Exercise requirements: Write out each entry, exactly the way it appears.

______________________________

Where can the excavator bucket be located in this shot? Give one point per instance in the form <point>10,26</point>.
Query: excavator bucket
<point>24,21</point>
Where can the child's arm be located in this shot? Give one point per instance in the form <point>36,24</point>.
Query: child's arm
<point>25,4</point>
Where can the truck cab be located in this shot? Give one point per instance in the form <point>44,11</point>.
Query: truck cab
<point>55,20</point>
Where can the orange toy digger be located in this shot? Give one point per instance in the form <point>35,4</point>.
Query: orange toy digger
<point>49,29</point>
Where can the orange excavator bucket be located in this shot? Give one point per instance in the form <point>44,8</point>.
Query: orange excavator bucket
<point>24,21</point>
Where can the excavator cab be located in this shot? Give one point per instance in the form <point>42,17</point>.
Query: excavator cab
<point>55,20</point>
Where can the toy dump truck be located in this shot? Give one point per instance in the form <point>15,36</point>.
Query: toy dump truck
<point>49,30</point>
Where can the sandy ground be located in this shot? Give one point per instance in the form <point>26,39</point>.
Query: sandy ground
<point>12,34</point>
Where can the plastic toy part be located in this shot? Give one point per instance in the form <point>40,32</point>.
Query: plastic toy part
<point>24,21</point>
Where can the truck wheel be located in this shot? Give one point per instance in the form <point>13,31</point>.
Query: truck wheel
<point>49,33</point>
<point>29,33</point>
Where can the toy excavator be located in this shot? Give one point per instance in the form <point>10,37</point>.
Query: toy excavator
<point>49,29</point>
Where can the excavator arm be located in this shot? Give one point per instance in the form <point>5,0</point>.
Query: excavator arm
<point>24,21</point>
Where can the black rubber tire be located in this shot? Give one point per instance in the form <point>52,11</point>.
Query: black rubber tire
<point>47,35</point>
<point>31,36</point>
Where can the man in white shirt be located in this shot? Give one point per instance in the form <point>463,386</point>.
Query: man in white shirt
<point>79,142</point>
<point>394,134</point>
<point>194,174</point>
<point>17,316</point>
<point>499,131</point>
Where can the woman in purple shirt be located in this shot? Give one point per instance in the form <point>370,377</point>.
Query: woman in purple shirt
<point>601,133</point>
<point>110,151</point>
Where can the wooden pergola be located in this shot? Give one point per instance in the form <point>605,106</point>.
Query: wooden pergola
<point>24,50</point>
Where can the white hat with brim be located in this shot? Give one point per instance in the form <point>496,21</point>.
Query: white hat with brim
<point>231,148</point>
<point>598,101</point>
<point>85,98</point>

______________________________

Answer space:
Where can the excavator bucket be located in this shot? Give one point per instance in the form <point>10,26</point>.
Query: excavator bucket
<point>24,21</point>
Where can the child's arm be located in this shot? Give one point per instance in the form <point>36,24</point>.
Query: child's arm
<point>25,4</point>
Where can the truck cab be located in this shot? Give one point per instance in the form <point>44,11</point>.
Query: truck cab
<point>55,20</point>
Where can the orange toy digger be located in this shot? Give one point per instance in the form <point>35,4</point>.
Query: orange toy digger
<point>49,29</point>
Where can the orange excavator bucket be located in this shot? Give one point per instance in the form <point>44,8</point>.
Query: orange excavator bucket
<point>24,21</point>
Where can the excavator cab be located in this shot? Give one point per instance in the form <point>42,17</point>.
Query: excavator cab
<point>55,20</point>
Where can the toy dump truck be located in this shot? Give one point per instance in the form <point>15,36</point>.
Query: toy dump truck
<point>49,30</point>
Where can the sandy ground be located in this shot? Give one point per instance in the form <point>26,39</point>.
Query: sandy ground
<point>12,34</point>
Where can the plastic toy part be located in this shot? Give one point per instance in the form <point>40,32</point>.
Query: plastic toy part
<point>24,21</point>
Where can the truck wheel be located in this shot? Give one point per instance in the form <point>13,31</point>.
Query: truck wheel
<point>49,33</point>
<point>29,33</point>
Where can the toy excavator be located in this shot? Give one point per instance in the form <point>10,37</point>.
Query: toy excavator
<point>49,29</point>
Where can the excavator arm be located in this shot? Give one point per instance in the form <point>5,0</point>.
Query: excavator arm
<point>24,21</point>
Where can the black rubber tire be located in this shot? Give one point per instance in the form <point>52,11</point>.
Query: black rubber tire
<point>47,35</point>
<point>31,36</point>
Where can the man in white shirt be located in this shot? Give one point per instance in the form <point>463,386</point>.
Query: man in white shirt
<point>79,142</point>
<point>394,134</point>
<point>194,174</point>
<point>17,316</point>
<point>499,131</point>
Where can the woman in purple shirt be located in this shot? Give one point per instance in the form <point>370,377</point>.
Query: woman in purple shirt
<point>601,133</point>
<point>110,151</point>
Where can the wooden pergola be located in this shot? Give one point per instance in the form <point>605,106</point>.
Query: wooden pergola
<point>24,50</point>
Where can the white hat with brim be located in this shot? Give one point per instance in the form <point>496,21</point>.
Query: white hat with brim
<point>231,148</point>
<point>598,101</point>
<point>85,98</point>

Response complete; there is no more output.